**Estratto**
Una volta presentato il comportamento dei pianeti, la domanda che si è cercato di sollecitare è stata come giustificare il moto retrogrado? Era già evidente, a motivo del movimento verso est, che non è possibile collocare Sole e pianeti sulla sfera delle stelle fisse (ecco giustificate le sfere del cosmo aristotelico); ma ciò non basta a spiegare il moto ‘strano’ dei pianeti. A questo punto si è presentata la tecnica, introdotta da Apollonio e Ipparco e ampiamente utilizzata da Tolomeo, dell’epiciclo su deferente, evidenziando la convinzione che tutto dovesse essere spiegato in termini di opportune combinazioni di moti circolari: solo il moto circolare infatti si addice alla perfezione dei cieli (M10). Perché questa soluzione fosse ben compresa si è fatta eseguire la costruzione a ciascuno studente come compito a casa (M11); bisogna osservare che, mentre tutti hanno eseguito il compito in modo sostanzialmente corretto, recependo dunque l’aspetto tecnico, solo alcuni studenti, da quanto si è potuto rilevare dalle verifiche svolte, hanno mostrato una padronanza completa della problematica del moto retrogrado; pochi cioè hanno saputo cogliere la connessione tra come vediamo muoversi in cielo i pianeti e la costruzione geometrica che si è chiesto loro di realizzare. La costruzione della traiettoria di un pianeta mediante la tecnica dell’epiciclo su deferente è stata anche ripetuta utilizzando il software CABRI, il che ha consentito di ottenere un disegno animato e di superare, almeno parzialmente, quella che forse era stata la difficoltà fondamentale: la mancata comprensione di cosa fosse realmente un moto retrogrado.

La trattazione delle soluzioni proposte nell’astronomia tolemaica per giustificare le apparenze, si è limitata a qualche cenno alle enormi complicazioni geometriche connesse con queste soluzioni, dovute anche all’ostinazione, diremmo noi moderni, a utilizzare soltanto combinazioni di moti circolari. Pur tralasciando i dettagli delle soluzioni escogitate nei secoli nell’ambito del sistema tolemaico, si è tuttavia cercato di far cogliere la frattura tra astronomia e cosmologia, tra chi, come gli astronomi, aveva come obiettivo la previsione, con sempre migliore precisione, della posizione dei pianeti e chi invece cercava di fornire una descrizione fisica dell’universo. E’ evidente infatti che, ad esempio, il moto di un pianeta su un epiciclo non ha ragioni fisiche dato che avviene intorno a un centro in cui non c’è nulla; così come è evidente che tale movimento male si colloca all’interno del sistema di sfere omocentriche della cosmologia aristotelica.

**Sezione dati**
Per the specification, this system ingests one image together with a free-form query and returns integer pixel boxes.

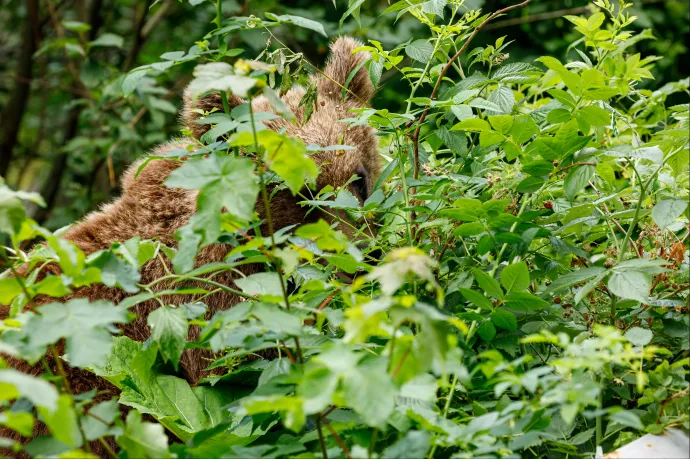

**Esercizio assegnato**
Nell'estratto sull'astronomia tolemaica, quale software è stato usato per ripetere la costruzione della traiettoria di un pianeta con la tecnica dell'epiciclo su deferente?

**Risultato finale**
Il software CABRI.